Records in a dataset
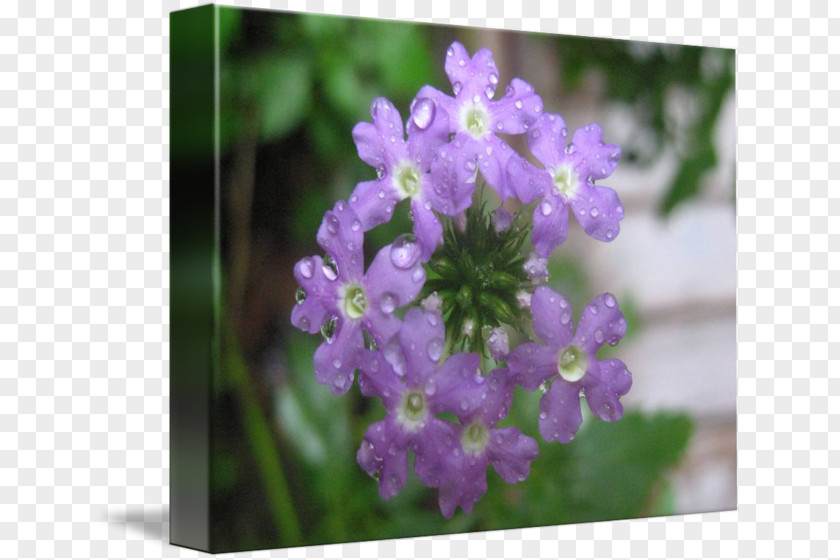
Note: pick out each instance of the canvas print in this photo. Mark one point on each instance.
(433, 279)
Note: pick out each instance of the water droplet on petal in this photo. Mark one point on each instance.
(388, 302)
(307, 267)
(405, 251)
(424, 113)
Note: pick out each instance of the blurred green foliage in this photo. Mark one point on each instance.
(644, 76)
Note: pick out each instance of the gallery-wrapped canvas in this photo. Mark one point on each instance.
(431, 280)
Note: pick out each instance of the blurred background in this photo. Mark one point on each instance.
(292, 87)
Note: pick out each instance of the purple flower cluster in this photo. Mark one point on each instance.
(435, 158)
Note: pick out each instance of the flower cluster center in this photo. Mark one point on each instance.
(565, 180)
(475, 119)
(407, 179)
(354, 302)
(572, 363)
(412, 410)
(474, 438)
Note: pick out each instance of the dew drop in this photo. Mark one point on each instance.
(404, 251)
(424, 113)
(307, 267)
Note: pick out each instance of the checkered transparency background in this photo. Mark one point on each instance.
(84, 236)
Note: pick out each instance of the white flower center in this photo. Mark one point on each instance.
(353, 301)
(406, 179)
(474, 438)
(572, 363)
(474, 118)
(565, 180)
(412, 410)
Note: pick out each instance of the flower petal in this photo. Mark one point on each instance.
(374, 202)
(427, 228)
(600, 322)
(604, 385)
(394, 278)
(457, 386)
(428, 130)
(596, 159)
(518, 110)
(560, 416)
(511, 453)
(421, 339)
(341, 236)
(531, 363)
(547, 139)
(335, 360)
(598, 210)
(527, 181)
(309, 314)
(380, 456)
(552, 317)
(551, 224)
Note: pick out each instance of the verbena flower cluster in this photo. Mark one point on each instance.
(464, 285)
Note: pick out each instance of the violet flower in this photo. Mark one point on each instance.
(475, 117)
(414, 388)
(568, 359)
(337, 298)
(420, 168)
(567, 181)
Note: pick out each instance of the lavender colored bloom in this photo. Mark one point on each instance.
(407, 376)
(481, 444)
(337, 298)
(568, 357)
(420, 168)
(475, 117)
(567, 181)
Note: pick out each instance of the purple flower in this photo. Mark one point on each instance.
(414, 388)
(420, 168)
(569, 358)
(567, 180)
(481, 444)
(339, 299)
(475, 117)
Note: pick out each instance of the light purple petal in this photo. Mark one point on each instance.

> Given instruction: Rewrite the listing above with every "Mark one point" replaced by "Place a single point" and nothing else changed, leaving out the pictures.

> Solved problem:
Note: pick out each instance of the canvas print in this photo. Place a single point on each instance.
(433, 279)
Note: pick out each instance of the water droplet on petal in this photo. Place a single point on each instance.
(388, 302)
(307, 267)
(405, 251)
(424, 113)
Note: pick out each instance of the blurred green foliage in this photo. Place a single point on each instance.
(644, 76)
Note: pick out each instance of the gallery-wrapped canvas in this photo. Place a single point on each instance.
(431, 280)
Note: pick out each instance of the blurred background in this photo. Place a single point on each instance.
(292, 87)
Note: pick out each instance of the purple flower cluster in this photo. Place a single point on each instance.
(435, 158)
Note: pick out each instance of the flower cluster center in this photo. Place a single point on each instance.
(565, 180)
(475, 119)
(407, 179)
(354, 302)
(572, 363)
(412, 410)
(474, 438)
Note: pick out each instance of the dew drop in this photo. Place a single point on each instance.
(404, 251)
(424, 113)
(307, 267)
Note: pick out each instance of the checkered transparency background in this photo. Place a single point on each instance.
(84, 236)
Note: pick out each instance of the white flower center in this photo. Place a single point on each instance.
(353, 301)
(406, 179)
(474, 438)
(572, 363)
(474, 118)
(565, 180)
(412, 410)
Note: pick out each instance of the flower petal in this photo. Place a single point on each instance.
(374, 202)
(427, 228)
(600, 322)
(604, 385)
(394, 278)
(457, 386)
(428, 130)
(596, 159)
(518, 110)
(560, 416)
(511, 453)
(421, 339)
(341, 236)
(531, 363)
(547, 139)
(335, 360)
(598, 210)
(527, 181)
(309, 314)
(380, 456)
(552, 317)
(551, 224)
Note: pick out each instance of the verbena flower cluster in this photo. Place a single point on each instance.
(464, 285)
Note: pick out each instance of the violet flower in this photo. Place a single point on each instance.
(475, 117)
(414, 388)
(568, 359)
(337, 298)
(420, 168)
(567, 181)
Note: pick out each instance of the lavender colored bloom in this photo. Place a single point on each instance.
(407, 376)
(481, 444)
(337, 298)
(568, 357)
(420, 168)
(475, 117)
(567, 181)
Note: pick out each instance of the purple flower in this photo. Place a single point on each instance.
(414, 388)
(420, 168)
(569, 358)
(567, 180)
(481, 444)
(339, 299)
(475, 117)
Note: pick out each instance of the light purple petal in this photo. Place a single point on each instance.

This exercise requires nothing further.